Text shown:
[start]
Is this true and if so what is the best way to orient the various boards? Should the heart side of each board be toward each other, away from each other, or should they be glued such that the cup of the growth rings are all going the same direction (heart to sap etc...)? Will more boards in the glue up increase rigidity or just waste my time?
Thanks in advance for your help. I read this site almost daily and it has been like a college education in the ways of wood.
If you are getting cupping there is some likelyhood that the boards are not properly dried. Until the MC is where it should be, the wood should not be made into anything.
I glue them up in opposing direction not in the same , one board keeps the other flat.
8/4 stock can be just fine. Buy from a reputable dealer and then verify the moisture content. Buy rift or quartersawn grain for even more stability. If you can't buy rift or Qsawn, buy wider flat sawn, and rip out the center. What was the material you used, and was it kiln dried to 6-8%?
It is common to laminate stiles & rails for interior/exterior doors. 3 piece laminates are much more stable than 2 piece. Plywood is always made with odd number plies for this reason.
[end]
Provided information:
[start]
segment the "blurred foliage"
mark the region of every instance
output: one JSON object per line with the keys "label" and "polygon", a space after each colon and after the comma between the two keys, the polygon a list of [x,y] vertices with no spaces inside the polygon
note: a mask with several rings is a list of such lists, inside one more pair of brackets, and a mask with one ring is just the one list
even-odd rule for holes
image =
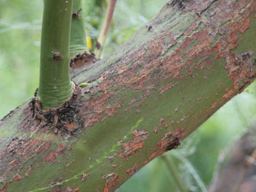
{"label": "blurred foliage", "polygon": [[[125,42],[155,15],[167,0],[118,0],[103,57]],[[38,85],[43,1],[0,0],[0,118],[33,97]],[[108,2],[85,0],[86,29],[95,43]],[[94,43],[93,43],[94,42]],[[190,191],[204,191],[211,184],[218,159],[227,146],[249,127],[256,114],[252,84],[167,153]],[[117,190],[179,191],[163,159],[150,162]]]}

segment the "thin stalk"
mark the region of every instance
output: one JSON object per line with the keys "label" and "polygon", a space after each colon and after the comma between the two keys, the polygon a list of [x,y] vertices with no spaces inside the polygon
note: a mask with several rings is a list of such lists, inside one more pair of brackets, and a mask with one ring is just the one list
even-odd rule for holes
{"label": "thin stalk", "polygon": [[73,0],[44,2],[38,97],[42,109],[49,109],[72,93],[69,53]]}
{"label": "thin stalk", "polygon": [[109,4],[108,5],[107,12],[106,12],[104,21],[103,21],[101,28],[100,29],[100,35],[98,39],[99,45],[97,46],[94,50],[94,53],[99,58],[100,58],[104,43],[105,43],[107,35],[108,34],[108,28],[110,24],[112,17],[113,16],[115,6],[116,5],[116,0],[110,0]]}
{"label": "thin stalk", "polygon": [[69,49],[70,57],[73,57],[81,51],[88,52],[82,3],[81,0],[74,0],[73,2]]}
{"label": "thin stalk", "polygon": [[[251,158],[254,161],[256,158],[256,148],[254,149],[250,156]],[[243,170],[240,172],[238,179],[237,180],[235,185],[232,189],[232,192],[237,192],[239,190],[241,183],[242,183],[244,178],[245,177],[249,167],[252,165],[251,162],[247,161],[244,164]]]}
{"label": "thin stalk", "polygon": [[169,158],[167,159],[164,155],[161,155],[161,158],[165,162],[167,166],[169,169],[169,170],[173,176],[173,178],[176,181],[176,183],[177,184],[178,187],[179,188],[181,192],[187,192],[188,190],[183,187],[183,185],[180,181],[181,178],[180,177],[179,171],[176,168],[176,166],[175,165],[174,163],[173,162],[171,158]]}

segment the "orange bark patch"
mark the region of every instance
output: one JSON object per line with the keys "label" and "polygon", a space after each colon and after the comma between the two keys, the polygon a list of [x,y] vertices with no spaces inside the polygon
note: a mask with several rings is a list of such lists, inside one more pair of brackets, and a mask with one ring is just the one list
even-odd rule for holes
{"label": "orange bark patch", "polygon": [[234,93],[234,91],[232,90],[226,90],[226,91],[227,91],[227,93],[226,93],[224,95],[222,96],[222,98],[224,98],[224,99],[229,98]]}
{"label": "orange bark patch", "polygon": [[144,141],[148,139],[148,133],[145,130],[138,131],[135,129],[132,132],[133,140],[122,144],[123,150],[119,154],[120,157],[126,158],[127,156],[134,155],[137,150],[142,148]]}
{"label": "orange bark patch", "polygon": [[115,186],[119,181],[119,177],[115,172],[111,172],[107,175],[103,175],[102,179],[107,180],[103,188],[103,192],[113,191]]}
{"label": "orange bark patch", "polygon": [[83,173],[82,175],[82,181],[84,182],[87,180],[87,178],[89,177],[90,175],[87,173]]}

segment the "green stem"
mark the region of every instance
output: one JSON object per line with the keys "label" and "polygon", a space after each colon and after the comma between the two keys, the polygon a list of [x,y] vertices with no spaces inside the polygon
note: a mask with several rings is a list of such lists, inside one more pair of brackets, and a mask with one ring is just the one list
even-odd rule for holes
{"label": "green stem", "polygon": [[183,184],[180,181],[181,178],[179,173],[179,171],[176,168],[176,166],[175,165],[175,164],[171,157],[169,157],[169,158],[167,159],[165,155],[163,155],[161,156],[161,158],[165,162],[167,166],[169,169],[169,170],[173,176],[173,178],[176,181],[176,183],[177,184],[181,192],[187,192],[187,190],[183,187]]}
{"label": "green stem", "polygon": [[74,0],[72,13],[70,57],[73,57],[81,51],[88,52],[81,0]]}
{"label": "green stem", "polygon": [[44,0],[38,97],[42,109],[61,105],[71,94],[69,40],[73,0]]}
{"label": "green stem", "polygon": [[116,0],[110,0],[108,5],[107,12],[104,18],[101,28],[100,29],[100,35],[98,39],[98,42],[100,46],[97,46],[94,50],[94,53],[99,58],[100,58],[101,52],[102,51],[104,43],[105,43],[107,35],[108,34],[108,28],[110,24],[112,17],[113,15],[115,6],[116,5]]}

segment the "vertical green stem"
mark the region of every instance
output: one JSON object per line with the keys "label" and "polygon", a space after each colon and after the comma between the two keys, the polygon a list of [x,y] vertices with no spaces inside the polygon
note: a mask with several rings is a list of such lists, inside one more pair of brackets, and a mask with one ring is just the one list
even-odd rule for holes
{"label": "vertical green stem", "polygon": [[173,162],[171,158],[169,158],[167,159],[166,156],[164,155],[162,155],[161,158],[165,162],[170,171],[173,176],[173,178],[176,181],[176,183],[177,184],[181,192],[187,192],[188,190],[184,188],[183,185],[182,183],[181,183],[181,182],[180,181],[181,178],[180,177],[179,171],[178,171],[176,166],[175,165],[174,163]]}
{"label": "vertical green stem", "polygon": [[100,29],[100,35],[98,39],[98,42],[100,43],[99,47],[96,47],[94,50],[94,53],[99,58],[100,58],[102,51],[104,43],[105,43],[107,35],[108,34],[108,28],[110,25],[111,20],[114,13],[115,6],[116,5],[116,0],[110,0],[108,5],[107,12],[104,17],[101,28]]}
{"label": "vertical green stem", "polygon": [[73,0],[44,0],[38,97],[43,109],[59,106],[71,94],[69,40]]}
{"label": "vertical green stem", "polygon": [[70,57],[73,57],[81,51],[88,52],[81,0],[74,0],[72,13]]}

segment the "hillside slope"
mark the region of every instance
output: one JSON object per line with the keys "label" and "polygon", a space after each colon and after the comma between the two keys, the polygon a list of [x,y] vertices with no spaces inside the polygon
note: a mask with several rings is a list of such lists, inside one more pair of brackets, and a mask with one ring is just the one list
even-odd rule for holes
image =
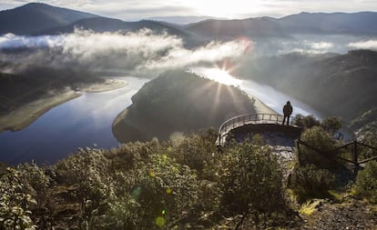
{"label": "hillside slope", "polygon": [[238,73],[270,85],[326,115],[350,121],[376,107],[377,52],[290,54],[249,60]]}
{"label": "hillside slope", "polygon": [[116,119],[113,132],[120,142],[168,139],[249,113],[255,113],[253,102],[236,87],[175,71],[147,83]]}
{"label": "hillside slope", "polygon": [[31,3],[0,12],[0,35],[31,35],[95,16],[80,11]]}

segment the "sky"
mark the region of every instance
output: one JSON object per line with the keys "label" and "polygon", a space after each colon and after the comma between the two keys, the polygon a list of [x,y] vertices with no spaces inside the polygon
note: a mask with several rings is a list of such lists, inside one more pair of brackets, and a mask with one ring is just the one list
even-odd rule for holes
{"label": "sky", "polygon": [[[36,2],[0,0],[0,10]],[[377,0],[39,0],[126,21],[154,16],[281,17],[301,12],[377,11]]]}

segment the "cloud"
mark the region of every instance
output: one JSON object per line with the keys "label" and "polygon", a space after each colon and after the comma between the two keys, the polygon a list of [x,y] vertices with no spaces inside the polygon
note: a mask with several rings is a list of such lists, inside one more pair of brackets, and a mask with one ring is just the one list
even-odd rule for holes
{"label": "cloud", "polygon": [[[20,6],[35,0],[2,0],[0,9]],[[152,16],[210,15],[246,18],[280,17],[301,12],[377,11],[375,0],[39,0],[60,7],[72,8],[123,20]]]}
{"label": "cloud", "polygon": [[361,41],[348,44],[348,46],[353,49],[372,49],[377,50],[377,40]]}
{"label": "cloud", "polygon": [[320,42],[320,43],[309,43],[310,46],[315,50],[329,50],[334,46],[332,43]]}
{"label": "cloud", "polygon": [[333,52],[334,49],[337,48],[332,42],[318,41],[317,39],[315,39],[315,37],[313,39],[314,40],[309,40],[306,38],[302,40],[298,39],[294,41],[281,42],[278,45],[278,46],[280,47],[278,54],[295,52],[319,55],[328,52]]}
{"label": "cloud", "polygon": [[0,36],[0,63],[8,64],[7,69],[12,65],[14,72],[42,65],[156,75],[166,69],[235,60],[243,56],[250,46],[250,41],[239,40],[187,49],[180,37],[148,29],[127,34],[76,30],[56,36],[8,34]]}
[end]
Stated exercise A: In the discussion about gluing up boards, what moisture content does one reply ask whether the material was kiln dried to?
Stated exercise B: Extend the discussion about gluing up boards from the point where it stops.

Reply A: 6-8%.

Reply B:
Plywood is a special case because the grain orientation switches with every ply, which would create a lot of stress if they were left unbalanced. For solid wood with grain running in the same direction, the number of plies doesn't matter nearly as much. Knowing the relative moisture content of the wood you use for laminations will help avoid mismatches that will cause the finished part to move.
I agree that if you see cupping, the moisture of the wood is not very close to the moisture in the air...almost always the wood is too wet for the air. There is no need to laminate, etc...just get the correct MC.
When making laminates as you suggest, the grain orientation is not an issue...with no moisture changes in thinner material, it will stay flat in any case.
Spending $200 for a good moisture meter is my suggestion, along with a $30 Radio Shack digital device to monitor you shop's humidity.
Plywood is sometimes made with odd number of plies, but it is also made with an even number as well.